:: EXCERPT PROVIDED

Article
Audit of financial statements for small businesses

Information agency Credinform has prepared a review of trends in activity of companies that meet the criteria for mandatory audit of financial statements.

The largest companies (ТОP-500) that meet the updated criteria for mandatory audit of financial statements in terms of annual revenue were selected according to the data from the Statistical Register and the Federal Tax Service for the latest available periods (2014 - 2019). The company selection and analysis were based on data of the Information and Analytical system Globas.

Net assets is a ratio reflecting the real value of company's property. It is calculated annually as the difference between assets on the enterprise balance and its debt obligations. The ratio is considered negative (insufficiency of property), if company’s debt exceeds the value of its property.

The largest company in terms of net assets is JSC INDUSTRIAL RECONSTRUCTION AND DEVELOPMENT OIL FUND, INN 7702028070, Moscow. In 2019 net assets of the company amounted to 26 billion RUB.

The smallest size of net assets in TOP-500 had LLC STIMUL-T, INN 7017007293, Tomsk region. The lack of property of the company in 2019 was expressed in negative terms -7 billion RUB.

For the last six years, the average industry values of net assets showed the growing tendency with negative dynamics of growth rates (Picture 1).

Picture 1. Change in average net assets value in 2014 – 2019 Picture 1. Change in average net assets value in 2014 – 2019

For the last six years, the share of ТОP-500 enterprises with lack of property is decreasing (Picture 2).

Picture 2. The share of enterprises with negative net assets value in ТОP-500 in 2014-2019 Picture 2. The share of enterprises with negative net assets value in ТОP-500 in 2014-2019

Sales revenue
In 2019, the total revenue of 10 largest companies amounted to 11% from ТОP-500 total revenue (Picture 3). This fact testifies the high level of capital concentration within this group of enterprises.

Picture 3. Shares of TOP-10 in TOP-500 total revenue for 2019 Picture 3. Shares of TOP-10 in TOP-500 total revenue for 2019

n general, the growing trend in sales revenue with negative dynamics of growth rates is observed (Picture 4).

Picture 4. Change in average revenue in 2014 – 2019 Picture 4. Change in average revenue in 2014 – 2019

Profit and loss
The largest company in terms of net profit is also JSC INDUSTRIAL RECONSTRUCTION AND DEVELOPMENT OIL FUND, INN 7702028070, Moscow. In 2019 the company’s profit amounted to 4 billion RUB.

For the last six years, the average profit values show the growing tendency with negative dynamics of growth rates (Picture 5).

::::
:: DATA SHOWN

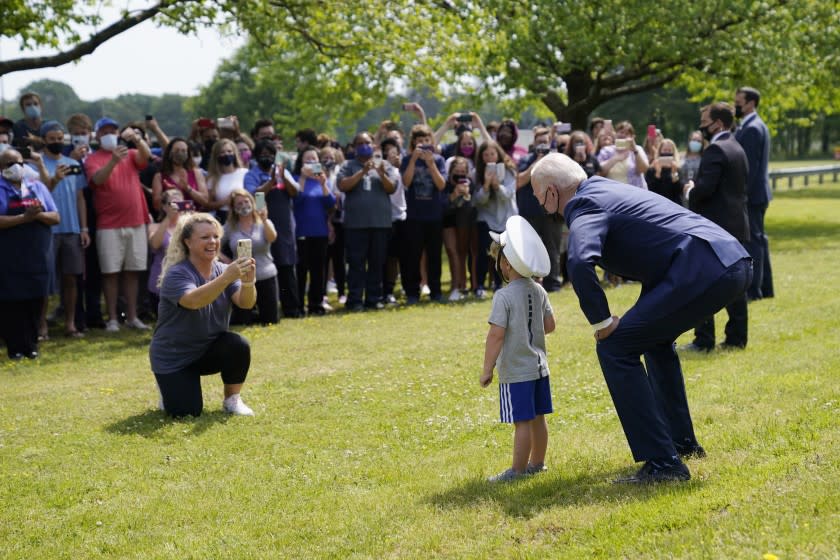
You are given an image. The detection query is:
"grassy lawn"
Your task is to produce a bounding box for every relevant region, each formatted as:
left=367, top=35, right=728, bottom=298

::::

Reproduce the stretch of the article on audits for small businesses from "Net assets is a" through "rates (Picture 1)." word for word. The material comes from a different source than the article on audits for small businesses.

RESPONSE TO THE TASK
Net assets is a ratio reflecting the real value of company's property. It is calculated annually as the difference between assets on the enterprise balance and its debt obligations. The ratio is considered negative (insufficiency of property), if company’s debt exceeds the value of its property.

The largest company in terms of net assets is JSC INDUSTRIAL RECONSTRUCTION AND DEVELOPMENT OIL FUND, INN 7702028070, Moscow. In 2019 net assets of the company amounted to 26 billion RUB.

The smallest size of net assets in TOP-500 had LLC STIMUL-T, INN 7017007293, Tomsk region. The lack of property of the company in 2019 was expressed in negative terms -7 billion RUB.

For the last six years, the average industry values of net assets showed the growing tendency with negative dynamics of growth rates (Picture 1).